指先採血による好酸球検査で乳幼児の喘息発作が予測可能?

好酸球数が、小児喘息発作予測の新たな可能性?

■ 現在、小さな子どもの喘息発作がいつ起こるかを予測するのは難しいとされています。
■ しかし、大規模な研究では、好酸球の基準値を少し高めに設定すると、発作や入院の予測精度が上がることも分かっています。

■ ただし、小さな子どもは大人に比べて元々好酸球の数が多く、成長とともに減っていくという特徴があります。
■ そのため大人のデータをそのまま使うことはできません。

■ 現在は好酸球数が0.3×10⁹/L以上の場合に治療方針を決める目安として使われていますが(日本の一般的な単位でいえば300 /μL)、実際の診察で即座に結果が分かる簡単な検査方法が求められています。

■ 最近、クリニックなどでは「指先から少量の血液をとって検査をする」方法が広く行われています。
■ そのような方法で好酸球を確認することで、3か月以内の喘息発作を予想できるかどうかが検討されました。
────────────────
§ **課題内容**
好酸球数と小児喘息発作の予測に関する本文のうち、「指先採血による好酸球検査で乳幼児の喘息発作が予測可能?」から始まり「るかどうかが検討されました。」で終わる箇所を、一字一句変えずに書き写してください。
────────────────
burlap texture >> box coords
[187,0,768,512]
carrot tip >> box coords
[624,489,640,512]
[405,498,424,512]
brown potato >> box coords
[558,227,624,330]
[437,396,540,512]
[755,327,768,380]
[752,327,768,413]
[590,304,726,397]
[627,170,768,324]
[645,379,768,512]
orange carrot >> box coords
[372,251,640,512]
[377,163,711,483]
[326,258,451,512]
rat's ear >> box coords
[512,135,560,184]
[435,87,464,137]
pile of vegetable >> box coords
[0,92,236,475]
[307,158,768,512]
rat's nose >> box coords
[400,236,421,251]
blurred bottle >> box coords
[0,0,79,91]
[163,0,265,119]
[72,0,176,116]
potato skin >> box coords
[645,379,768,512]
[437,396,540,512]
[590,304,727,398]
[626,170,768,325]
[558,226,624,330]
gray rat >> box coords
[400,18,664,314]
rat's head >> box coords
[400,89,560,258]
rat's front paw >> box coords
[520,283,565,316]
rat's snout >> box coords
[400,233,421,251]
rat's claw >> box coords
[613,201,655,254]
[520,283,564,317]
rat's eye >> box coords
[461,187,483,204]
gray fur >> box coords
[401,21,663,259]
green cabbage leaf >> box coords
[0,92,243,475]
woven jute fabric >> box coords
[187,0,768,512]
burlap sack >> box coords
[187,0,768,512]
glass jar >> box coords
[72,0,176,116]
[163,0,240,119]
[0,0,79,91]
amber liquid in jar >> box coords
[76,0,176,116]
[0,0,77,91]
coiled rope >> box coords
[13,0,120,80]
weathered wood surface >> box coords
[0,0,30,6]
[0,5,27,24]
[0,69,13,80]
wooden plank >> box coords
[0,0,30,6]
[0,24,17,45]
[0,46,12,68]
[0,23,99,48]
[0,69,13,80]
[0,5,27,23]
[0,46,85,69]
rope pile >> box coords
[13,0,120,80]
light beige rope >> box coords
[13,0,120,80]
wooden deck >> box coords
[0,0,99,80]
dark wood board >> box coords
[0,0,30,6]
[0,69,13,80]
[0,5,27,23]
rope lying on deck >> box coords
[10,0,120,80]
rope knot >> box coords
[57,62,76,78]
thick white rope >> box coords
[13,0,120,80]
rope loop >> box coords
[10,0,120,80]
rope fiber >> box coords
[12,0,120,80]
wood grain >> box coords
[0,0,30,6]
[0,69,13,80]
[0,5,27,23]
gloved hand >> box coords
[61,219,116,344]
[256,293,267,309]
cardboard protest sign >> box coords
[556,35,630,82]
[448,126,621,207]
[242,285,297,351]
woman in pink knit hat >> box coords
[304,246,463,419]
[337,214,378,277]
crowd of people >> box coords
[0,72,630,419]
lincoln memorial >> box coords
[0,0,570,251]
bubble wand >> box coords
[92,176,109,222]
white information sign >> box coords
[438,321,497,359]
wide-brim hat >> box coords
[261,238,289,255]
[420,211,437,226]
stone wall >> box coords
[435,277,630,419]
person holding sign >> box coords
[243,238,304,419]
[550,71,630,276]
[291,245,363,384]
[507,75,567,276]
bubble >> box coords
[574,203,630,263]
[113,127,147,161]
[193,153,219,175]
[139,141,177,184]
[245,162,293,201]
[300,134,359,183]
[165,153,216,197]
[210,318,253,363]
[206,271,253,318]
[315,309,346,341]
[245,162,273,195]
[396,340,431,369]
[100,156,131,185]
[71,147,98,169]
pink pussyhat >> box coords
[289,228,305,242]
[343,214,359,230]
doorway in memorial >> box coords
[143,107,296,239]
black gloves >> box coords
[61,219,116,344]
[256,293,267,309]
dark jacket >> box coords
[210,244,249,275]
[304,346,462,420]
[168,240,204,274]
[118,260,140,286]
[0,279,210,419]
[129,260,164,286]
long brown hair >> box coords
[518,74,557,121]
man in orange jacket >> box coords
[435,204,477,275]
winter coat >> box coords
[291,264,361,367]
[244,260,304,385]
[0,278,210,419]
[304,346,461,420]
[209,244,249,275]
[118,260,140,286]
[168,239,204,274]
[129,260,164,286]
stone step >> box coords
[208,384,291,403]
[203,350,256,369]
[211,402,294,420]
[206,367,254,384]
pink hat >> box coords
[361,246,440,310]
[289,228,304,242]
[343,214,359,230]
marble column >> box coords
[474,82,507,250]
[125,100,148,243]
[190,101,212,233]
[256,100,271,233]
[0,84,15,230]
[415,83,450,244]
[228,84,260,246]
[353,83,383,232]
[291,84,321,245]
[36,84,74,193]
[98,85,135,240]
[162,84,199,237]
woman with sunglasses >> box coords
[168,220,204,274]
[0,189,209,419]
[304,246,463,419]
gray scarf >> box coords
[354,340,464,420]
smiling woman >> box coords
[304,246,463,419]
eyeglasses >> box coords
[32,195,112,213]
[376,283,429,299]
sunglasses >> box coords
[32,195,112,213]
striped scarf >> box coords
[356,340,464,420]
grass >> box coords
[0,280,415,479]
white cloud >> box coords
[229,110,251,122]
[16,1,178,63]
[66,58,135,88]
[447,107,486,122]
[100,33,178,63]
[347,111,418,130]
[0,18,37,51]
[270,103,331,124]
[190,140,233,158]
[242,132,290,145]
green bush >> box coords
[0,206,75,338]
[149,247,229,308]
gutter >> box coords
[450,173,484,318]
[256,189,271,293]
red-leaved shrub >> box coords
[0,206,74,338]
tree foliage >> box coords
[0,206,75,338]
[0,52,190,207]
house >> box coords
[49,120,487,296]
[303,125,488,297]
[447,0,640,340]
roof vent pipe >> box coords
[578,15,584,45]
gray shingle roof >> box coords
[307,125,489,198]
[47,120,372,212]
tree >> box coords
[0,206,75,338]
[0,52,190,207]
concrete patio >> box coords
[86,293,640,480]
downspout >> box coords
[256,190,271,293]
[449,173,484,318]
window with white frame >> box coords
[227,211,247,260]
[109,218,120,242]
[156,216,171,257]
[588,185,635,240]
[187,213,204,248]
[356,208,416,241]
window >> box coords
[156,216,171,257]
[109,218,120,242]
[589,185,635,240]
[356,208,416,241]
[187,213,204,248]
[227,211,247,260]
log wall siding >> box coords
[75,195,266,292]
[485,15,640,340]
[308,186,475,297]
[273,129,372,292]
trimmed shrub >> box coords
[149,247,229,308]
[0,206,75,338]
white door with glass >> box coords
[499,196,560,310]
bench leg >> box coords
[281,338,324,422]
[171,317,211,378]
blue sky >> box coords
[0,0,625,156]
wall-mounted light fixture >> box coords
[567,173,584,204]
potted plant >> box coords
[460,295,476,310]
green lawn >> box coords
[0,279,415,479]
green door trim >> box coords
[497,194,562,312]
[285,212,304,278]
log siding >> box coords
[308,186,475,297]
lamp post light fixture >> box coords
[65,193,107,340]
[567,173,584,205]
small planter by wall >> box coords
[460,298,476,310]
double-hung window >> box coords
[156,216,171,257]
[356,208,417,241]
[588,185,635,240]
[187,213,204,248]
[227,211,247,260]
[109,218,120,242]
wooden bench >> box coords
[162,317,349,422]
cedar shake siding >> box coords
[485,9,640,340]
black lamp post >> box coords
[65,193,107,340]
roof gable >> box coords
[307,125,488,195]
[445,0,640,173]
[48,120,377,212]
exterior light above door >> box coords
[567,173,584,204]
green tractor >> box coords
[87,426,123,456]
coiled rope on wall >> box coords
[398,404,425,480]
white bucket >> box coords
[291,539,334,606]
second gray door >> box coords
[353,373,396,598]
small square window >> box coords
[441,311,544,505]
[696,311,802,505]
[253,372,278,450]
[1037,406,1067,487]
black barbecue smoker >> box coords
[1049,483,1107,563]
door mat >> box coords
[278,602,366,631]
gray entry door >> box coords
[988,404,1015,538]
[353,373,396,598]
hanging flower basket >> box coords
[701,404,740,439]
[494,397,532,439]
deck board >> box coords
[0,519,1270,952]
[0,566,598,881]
────────────────
§ **解答**
指先採血による好酸球検査で乳幼児の喘息発作が予測可能?

好酸球数が、小児喘息発作予測の新たな可能性?

■ 現在、小さな子どもの喘息発作がいつ起こるかを予測するのは難しいとされています。
■ しかし、大規模な研究では、好酸球の基準値を少し高めに設定すると、発作や入院の予測精度が上がることも分かっています。

■ ただし、小さな子どもは大人に比べて元々好酸球の数が多く、成長とともに減っていくという特徴があります。
■ そのため大人のデータをそのまま使うことはできません。

■ 現在は好酸球数が0.3×10⁹/L以上の場合に治療方針を決める目安として使われていますが(日本の一般的な単位でいえば300 /μL)、実際の診察で即座に結果が分かる簡単な検査方法が求められています。

■ 最近、クリニックなどでは「指先から少量の血液をとって検査をする」方法が広く行われています。
■ そのような方法で好酸球を確認することで、3か月以内の喘息発作を予想できるかどうかが検討されました。